_GOAL OF THE EXERCISE_. Give back exactly the lines from the one containing "Indicate the necktie" through the end of the records, including both, and no others.

(A block of data)
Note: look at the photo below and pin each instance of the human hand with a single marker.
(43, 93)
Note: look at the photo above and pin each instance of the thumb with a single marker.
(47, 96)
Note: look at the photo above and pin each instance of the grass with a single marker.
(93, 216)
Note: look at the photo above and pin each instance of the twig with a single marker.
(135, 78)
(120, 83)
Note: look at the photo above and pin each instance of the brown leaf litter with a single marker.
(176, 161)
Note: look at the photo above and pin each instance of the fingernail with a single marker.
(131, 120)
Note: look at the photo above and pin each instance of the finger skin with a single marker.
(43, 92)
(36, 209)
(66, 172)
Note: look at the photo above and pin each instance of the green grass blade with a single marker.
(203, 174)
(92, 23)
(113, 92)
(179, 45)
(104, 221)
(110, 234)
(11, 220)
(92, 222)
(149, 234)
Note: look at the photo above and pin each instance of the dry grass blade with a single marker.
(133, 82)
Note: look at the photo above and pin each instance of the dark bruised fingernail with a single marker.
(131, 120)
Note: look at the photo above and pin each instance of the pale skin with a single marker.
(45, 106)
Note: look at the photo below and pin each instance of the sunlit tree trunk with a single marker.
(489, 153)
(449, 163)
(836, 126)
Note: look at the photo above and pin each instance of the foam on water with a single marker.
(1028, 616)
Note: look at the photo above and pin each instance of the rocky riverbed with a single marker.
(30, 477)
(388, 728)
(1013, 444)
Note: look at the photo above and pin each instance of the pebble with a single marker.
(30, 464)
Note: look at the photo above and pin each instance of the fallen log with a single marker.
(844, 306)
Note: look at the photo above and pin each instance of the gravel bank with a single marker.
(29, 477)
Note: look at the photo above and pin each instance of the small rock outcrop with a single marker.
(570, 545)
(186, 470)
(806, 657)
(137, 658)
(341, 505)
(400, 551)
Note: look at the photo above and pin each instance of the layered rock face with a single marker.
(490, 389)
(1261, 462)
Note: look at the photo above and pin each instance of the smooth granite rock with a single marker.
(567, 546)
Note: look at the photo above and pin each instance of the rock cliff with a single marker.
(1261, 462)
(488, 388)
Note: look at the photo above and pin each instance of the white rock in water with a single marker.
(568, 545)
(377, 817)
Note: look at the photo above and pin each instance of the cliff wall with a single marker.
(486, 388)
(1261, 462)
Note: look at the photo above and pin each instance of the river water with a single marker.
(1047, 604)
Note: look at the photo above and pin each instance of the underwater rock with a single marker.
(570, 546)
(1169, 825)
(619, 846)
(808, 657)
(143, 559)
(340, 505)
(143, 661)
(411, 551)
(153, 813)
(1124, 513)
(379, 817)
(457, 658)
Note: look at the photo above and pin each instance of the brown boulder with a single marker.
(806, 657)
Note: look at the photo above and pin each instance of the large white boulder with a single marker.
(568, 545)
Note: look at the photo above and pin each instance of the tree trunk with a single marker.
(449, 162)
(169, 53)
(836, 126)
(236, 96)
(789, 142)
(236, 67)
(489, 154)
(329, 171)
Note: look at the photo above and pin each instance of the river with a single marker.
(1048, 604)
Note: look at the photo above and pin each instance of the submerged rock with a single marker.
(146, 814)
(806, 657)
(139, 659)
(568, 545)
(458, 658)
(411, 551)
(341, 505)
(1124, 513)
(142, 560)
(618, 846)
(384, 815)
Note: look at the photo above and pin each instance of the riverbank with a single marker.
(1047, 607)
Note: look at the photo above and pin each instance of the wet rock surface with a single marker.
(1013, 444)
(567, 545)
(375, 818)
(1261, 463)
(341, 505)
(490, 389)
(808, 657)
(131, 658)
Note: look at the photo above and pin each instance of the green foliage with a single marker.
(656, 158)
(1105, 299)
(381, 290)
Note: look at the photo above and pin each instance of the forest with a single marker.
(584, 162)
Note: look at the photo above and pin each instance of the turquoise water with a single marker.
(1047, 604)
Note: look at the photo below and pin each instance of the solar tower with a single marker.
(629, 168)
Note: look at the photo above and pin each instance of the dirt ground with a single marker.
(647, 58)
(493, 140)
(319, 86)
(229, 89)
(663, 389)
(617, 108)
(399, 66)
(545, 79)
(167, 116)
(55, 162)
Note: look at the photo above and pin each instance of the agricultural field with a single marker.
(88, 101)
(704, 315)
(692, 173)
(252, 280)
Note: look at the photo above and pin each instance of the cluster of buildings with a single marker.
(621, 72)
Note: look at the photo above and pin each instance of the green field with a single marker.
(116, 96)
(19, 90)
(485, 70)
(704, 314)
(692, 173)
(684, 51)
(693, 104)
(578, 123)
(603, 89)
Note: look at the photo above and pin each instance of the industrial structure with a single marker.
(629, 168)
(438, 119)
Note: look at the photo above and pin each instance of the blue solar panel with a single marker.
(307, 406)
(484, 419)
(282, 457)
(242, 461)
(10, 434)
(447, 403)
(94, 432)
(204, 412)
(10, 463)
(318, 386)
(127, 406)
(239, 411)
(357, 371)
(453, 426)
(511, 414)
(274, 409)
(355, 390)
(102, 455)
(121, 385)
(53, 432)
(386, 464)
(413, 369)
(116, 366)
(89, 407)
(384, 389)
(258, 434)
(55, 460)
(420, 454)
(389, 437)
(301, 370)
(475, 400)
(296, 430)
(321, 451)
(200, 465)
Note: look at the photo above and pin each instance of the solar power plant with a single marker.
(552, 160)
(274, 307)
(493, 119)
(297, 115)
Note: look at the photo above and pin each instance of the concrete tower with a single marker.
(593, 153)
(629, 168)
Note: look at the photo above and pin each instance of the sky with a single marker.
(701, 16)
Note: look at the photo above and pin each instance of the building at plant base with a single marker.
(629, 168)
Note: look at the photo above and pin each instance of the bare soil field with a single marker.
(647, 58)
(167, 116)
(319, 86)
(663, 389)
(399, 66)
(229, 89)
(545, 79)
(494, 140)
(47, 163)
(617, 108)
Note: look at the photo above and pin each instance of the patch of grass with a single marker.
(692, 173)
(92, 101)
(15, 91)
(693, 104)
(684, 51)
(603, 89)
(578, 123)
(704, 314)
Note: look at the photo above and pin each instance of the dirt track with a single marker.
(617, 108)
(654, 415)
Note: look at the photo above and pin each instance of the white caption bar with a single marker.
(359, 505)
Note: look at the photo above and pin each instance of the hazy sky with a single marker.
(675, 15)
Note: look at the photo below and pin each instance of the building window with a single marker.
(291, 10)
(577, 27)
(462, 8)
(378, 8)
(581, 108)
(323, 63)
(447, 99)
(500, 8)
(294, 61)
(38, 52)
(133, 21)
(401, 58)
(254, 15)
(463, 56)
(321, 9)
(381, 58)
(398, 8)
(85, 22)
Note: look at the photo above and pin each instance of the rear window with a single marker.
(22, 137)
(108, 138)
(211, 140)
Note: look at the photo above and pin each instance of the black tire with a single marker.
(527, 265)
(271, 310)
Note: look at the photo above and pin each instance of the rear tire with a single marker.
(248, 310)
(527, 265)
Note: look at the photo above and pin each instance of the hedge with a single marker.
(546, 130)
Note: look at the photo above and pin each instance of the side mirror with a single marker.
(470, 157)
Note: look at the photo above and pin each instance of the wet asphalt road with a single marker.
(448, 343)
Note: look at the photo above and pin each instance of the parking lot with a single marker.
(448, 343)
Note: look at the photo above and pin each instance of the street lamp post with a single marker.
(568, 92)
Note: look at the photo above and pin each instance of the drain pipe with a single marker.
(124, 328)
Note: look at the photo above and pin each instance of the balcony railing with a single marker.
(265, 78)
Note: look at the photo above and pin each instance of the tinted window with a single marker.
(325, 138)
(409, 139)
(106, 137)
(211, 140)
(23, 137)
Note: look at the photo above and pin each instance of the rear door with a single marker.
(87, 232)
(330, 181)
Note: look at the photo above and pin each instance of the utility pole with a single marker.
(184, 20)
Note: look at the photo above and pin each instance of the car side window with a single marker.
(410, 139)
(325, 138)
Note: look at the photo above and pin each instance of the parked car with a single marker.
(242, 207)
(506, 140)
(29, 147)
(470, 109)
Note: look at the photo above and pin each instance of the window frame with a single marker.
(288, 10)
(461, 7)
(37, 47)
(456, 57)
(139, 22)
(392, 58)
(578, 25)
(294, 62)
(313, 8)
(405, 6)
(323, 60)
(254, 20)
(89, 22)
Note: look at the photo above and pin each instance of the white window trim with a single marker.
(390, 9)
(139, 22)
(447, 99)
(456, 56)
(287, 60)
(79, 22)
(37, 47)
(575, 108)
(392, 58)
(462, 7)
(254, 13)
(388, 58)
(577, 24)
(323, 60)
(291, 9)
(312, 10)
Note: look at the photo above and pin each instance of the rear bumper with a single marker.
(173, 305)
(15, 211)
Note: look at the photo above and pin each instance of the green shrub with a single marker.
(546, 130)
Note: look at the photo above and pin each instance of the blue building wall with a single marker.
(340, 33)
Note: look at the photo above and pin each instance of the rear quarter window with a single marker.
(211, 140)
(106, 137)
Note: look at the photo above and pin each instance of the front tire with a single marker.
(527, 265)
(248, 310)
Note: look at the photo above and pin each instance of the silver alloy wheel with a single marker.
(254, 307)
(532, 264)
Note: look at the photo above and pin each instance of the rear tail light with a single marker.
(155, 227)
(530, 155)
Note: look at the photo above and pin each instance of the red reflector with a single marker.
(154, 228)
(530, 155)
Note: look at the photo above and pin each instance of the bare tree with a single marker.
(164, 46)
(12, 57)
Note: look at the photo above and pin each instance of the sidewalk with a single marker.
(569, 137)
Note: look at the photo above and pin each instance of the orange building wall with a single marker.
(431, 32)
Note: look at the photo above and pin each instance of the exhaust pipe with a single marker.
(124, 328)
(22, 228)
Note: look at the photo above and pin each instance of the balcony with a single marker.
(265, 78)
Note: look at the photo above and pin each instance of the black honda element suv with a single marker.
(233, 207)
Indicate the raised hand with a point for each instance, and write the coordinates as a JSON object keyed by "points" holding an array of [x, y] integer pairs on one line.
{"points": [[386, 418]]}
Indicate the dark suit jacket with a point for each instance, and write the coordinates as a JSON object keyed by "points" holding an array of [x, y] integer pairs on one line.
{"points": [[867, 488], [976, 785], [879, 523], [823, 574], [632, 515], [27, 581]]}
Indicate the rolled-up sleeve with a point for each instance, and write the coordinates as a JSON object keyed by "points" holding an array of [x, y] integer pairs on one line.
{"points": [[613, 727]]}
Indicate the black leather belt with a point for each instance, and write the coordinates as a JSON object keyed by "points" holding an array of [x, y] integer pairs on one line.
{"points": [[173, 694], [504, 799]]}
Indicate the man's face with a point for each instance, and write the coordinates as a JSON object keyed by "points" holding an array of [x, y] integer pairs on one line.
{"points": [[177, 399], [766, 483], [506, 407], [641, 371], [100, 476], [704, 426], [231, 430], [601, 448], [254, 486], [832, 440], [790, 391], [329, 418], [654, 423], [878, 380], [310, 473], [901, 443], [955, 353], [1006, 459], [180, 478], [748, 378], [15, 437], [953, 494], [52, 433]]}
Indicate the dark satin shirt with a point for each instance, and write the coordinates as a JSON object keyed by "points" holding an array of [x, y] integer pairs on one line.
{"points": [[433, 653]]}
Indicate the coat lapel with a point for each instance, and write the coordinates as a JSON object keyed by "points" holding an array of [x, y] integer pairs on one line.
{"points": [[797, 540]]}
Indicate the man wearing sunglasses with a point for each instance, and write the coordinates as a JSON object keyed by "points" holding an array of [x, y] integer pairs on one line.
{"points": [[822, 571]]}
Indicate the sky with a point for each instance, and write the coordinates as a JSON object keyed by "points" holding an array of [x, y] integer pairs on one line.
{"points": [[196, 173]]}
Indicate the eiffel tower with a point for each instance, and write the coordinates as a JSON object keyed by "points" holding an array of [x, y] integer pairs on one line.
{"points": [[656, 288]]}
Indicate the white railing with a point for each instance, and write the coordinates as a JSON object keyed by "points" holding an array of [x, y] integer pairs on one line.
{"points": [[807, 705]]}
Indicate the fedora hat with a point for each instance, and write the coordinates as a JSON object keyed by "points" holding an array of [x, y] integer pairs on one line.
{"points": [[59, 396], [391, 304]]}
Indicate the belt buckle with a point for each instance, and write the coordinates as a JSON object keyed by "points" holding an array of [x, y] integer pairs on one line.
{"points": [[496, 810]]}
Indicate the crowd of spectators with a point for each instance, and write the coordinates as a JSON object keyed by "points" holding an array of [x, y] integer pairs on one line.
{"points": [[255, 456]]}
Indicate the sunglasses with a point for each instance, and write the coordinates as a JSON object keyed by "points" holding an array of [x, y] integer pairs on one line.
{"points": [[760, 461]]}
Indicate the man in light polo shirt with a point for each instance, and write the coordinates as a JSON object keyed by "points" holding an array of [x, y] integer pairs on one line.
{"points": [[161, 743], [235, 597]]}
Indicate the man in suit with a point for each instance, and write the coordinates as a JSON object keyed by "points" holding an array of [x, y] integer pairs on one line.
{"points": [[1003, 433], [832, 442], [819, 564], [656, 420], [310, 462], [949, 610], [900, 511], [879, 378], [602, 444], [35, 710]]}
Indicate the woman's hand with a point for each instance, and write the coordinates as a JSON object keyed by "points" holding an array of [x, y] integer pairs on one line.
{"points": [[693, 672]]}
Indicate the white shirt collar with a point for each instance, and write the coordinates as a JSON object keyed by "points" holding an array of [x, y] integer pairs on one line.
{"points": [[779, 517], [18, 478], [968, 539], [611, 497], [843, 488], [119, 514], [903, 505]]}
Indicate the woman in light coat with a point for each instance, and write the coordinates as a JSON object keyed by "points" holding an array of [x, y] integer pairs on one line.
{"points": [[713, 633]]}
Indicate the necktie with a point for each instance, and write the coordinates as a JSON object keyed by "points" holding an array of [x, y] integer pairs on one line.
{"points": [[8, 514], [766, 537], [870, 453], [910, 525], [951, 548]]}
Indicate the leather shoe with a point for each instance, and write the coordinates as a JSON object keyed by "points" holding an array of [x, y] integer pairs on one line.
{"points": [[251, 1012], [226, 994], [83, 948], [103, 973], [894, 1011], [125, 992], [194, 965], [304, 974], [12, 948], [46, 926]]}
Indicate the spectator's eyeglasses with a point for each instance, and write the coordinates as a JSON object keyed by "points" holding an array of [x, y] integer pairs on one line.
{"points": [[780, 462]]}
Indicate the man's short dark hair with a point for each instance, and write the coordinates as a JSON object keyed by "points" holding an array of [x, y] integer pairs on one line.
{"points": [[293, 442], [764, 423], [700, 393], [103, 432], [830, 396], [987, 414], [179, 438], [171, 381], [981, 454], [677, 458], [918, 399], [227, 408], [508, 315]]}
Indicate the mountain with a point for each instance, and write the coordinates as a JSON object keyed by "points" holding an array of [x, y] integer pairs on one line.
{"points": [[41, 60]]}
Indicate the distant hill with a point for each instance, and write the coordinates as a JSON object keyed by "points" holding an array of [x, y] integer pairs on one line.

_THE REPLY_.
Indicate the necktie with a point for each instance, and write the coordinates as a JSON object keyed by "points" holding an array of [x, y] integer pairs on one line.
{"points": [[8, 514], [766, 537], [870, 453], [910, 525], [951, 548]]}
Indicate the leather shoe with a point for each instance, and write the coordinates as a JSON object keyed by "points" holding an array of [x, y] integer pairs on one line.
{"points": [[251, 1012], [226, 994], [83, 948], [103, 973], [894, 1011], [125, 992], [194, 965], [304, 974], [12, 948], [46, 926]]}
Indicate the spectator's eyeglasses with a point for each instance, and write the coordinates as a JSON object keyed by "points" holding an array of [x, y] integer pairs on one line.
{"points": [[780, 462]]}
Indicate the man's short dark hair with a point for each instance, and write the coordinates as a JSON object keyed by "points" holding an array of [x, y] integer pairs on one line.
{"points": [[293, 442], [764, 423], [700, 393], [103, 432], [830, 396], [987, 414], [179, 438], [171, 381], [981, 454], [677, 458], [918, 399], [227, 408], [508, 315]]}
Indicate the mountain with a point for each instance, and write the coordinates as a JSON object keyed by "points" holding an array of [x, y] integer pairs on one line.
{"points": [[41, 60]]}
Indicate the distant hill with a point for each instance, and write the coordinates as a JSON object keyed by "points" holding an array of [x, y] integer pairs on one line.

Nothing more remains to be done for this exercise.